**Record set**
....

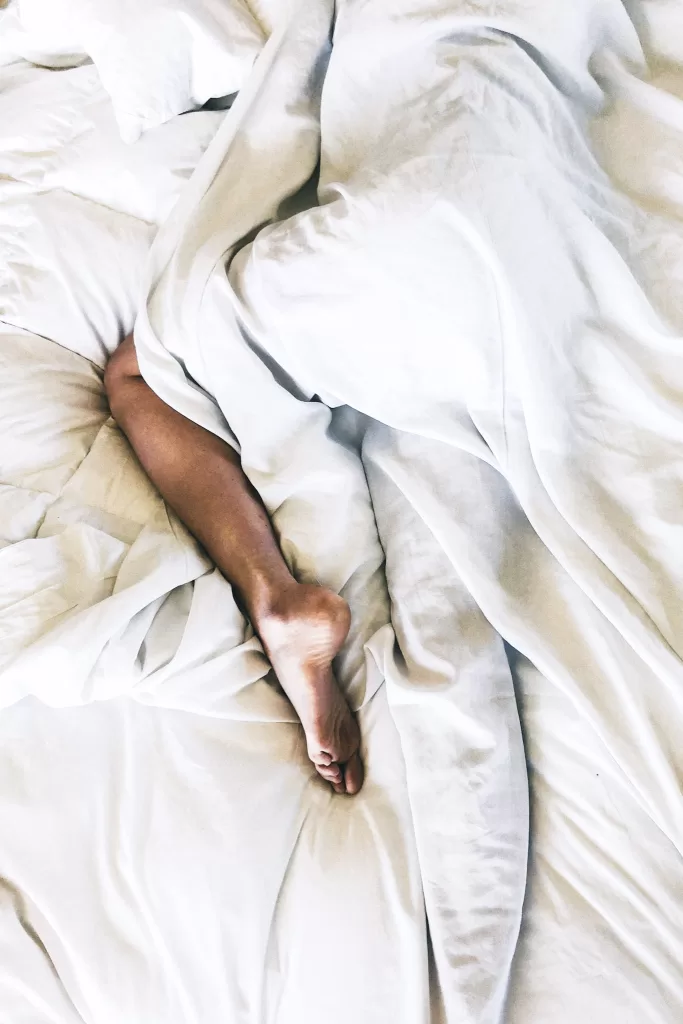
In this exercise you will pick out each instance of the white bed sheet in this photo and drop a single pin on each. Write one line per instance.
(140, 807)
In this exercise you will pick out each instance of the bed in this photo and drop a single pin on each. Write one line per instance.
(514, 856)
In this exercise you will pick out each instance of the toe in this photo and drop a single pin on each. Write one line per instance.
(353, 774)
(333, 773)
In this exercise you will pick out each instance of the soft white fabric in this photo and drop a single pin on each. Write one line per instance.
(79, 208)
(155, 59)
(196, 862)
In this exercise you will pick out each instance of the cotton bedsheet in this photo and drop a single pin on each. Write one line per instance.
(174, 893)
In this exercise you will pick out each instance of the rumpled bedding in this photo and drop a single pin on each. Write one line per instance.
(452, 374)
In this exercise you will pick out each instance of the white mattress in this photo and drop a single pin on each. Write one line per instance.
(167, 853)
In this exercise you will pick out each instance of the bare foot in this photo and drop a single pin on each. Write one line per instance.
(301, 633)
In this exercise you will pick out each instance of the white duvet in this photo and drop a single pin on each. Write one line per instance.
(472, 282)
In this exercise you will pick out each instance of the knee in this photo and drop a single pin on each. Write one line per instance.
(121, 372)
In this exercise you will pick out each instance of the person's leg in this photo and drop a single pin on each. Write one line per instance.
(302, 627)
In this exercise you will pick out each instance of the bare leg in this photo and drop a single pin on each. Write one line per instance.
(301, 627)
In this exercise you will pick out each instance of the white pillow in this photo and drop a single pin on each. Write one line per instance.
(155, 57)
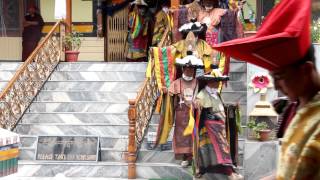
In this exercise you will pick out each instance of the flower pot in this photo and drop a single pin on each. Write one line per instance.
(264, 134)
(72, 56)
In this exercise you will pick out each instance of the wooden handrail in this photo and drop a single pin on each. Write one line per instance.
(140, 111)
(28, 61)
(30, 77)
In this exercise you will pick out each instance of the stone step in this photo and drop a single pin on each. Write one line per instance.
(105, 75)
(67, 96)
(80, 118)
(100, 170)
(60, 177)
(97, 76)
(234, 96)
(235, 86)
(97, 86)
(75, 129)
(102, 66)
(118, 143)
(117, 155)
(238, 76)
(79, 106)
(9, 66)
(237, 66)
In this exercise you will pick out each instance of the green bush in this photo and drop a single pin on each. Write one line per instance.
(72, 41)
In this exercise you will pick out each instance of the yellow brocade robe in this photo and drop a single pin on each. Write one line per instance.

....

**Your goal**
Reproduce every line of the data above, exactly as it stands, but not the pictures.

**Written solution**
In this exercise you will pick out each instance of the white bed sheet in this photo and drop a single pin on each. Write one line per instance.
(140, 807)
In this exercise you will pick out each instance of the bed in this photo and drop a single pin on each. Write one line per instance.
(514, 856)
In this exercise you will pick out each instance of the toe in this photo and drop a single pin on each. Write one line per instance.
(353, 774)
(333, 773)
In this exercise you will pick out each instance of the soft white fabric in this photo and drop a single pin on each. Write one line per instance.
(79, 208)
(155, 59)
(196, 862)
In this exercise you will pick out each instance of the cotton bedsheet in this photo and drop a single pin on each. Write one line per instance.
(174, 893)
In this exercise you will pick out each instance of the rumpled bedding in this photo and drop a single pin on each. Write one line per instance.
(452, 374)
In this exercise you will pick out each instance of the white mattress in this photo and drop a single pin on each. Write one line per instance.
(167, 853)
In this exercise you will pick out each instance of the bare foot in this photo and drop a single pin on each. Write one line per instance.
(301, 633)
In this exercise you will pick out each instance of the white duvet in this photo and drop a single pin on each. Write one line per instance.
(472, 282)
In this exercise you will pick out each instance of the knee in this photo and drop a single pin on each. Write one line per instance.
(121, 372)
In this exercise you will pick out each instance of the person's leg in this photo and drop a single pin on each. Write one line per instance.
(302, 627)
In this exercise you will pick out each instance of the bare leg in this photo and drop a single pin on each. Write one line per instance.
(301, 627)
In this exercise you will pick out each instance of the white pillow in this photo and drop a single pin on each. Write one line per instance.
(155, 57)
In this exercise you will pick out each instance of the flower pot in this photo and drop a single pin on each. Write one line per instance.
(264, 134)
(72, 56)
In this exercise you will pick out each instance of the wooden handrail in this photo and drop a single pin on each. Write one line per instance.
(140, 111)
(28, 61)
(30, 77)
In this exercise you will pick out each instance of the stone step in this photo and drop a single pin on each. Write one line per instance.
(105, 75)
(67, 96)
(80, 118)
(100, 170)
(60, 177)
(97, 76)
(234, 96)
(235, 86)
(97, 86)
(75, 129)
(102, 66)
(118, 143)
(117, 155)
(238, 76)
(79, 106)
(9, 66)
(237, 66)
In this exercise you will pick out each instance of the green bush in this photo and drop a single pin on each. Write one line per instance.
(72, 41)
In this exercise you will pick out each instance of the yellow brocade robe in this photo and drop a single pin on each. Write one line per instance.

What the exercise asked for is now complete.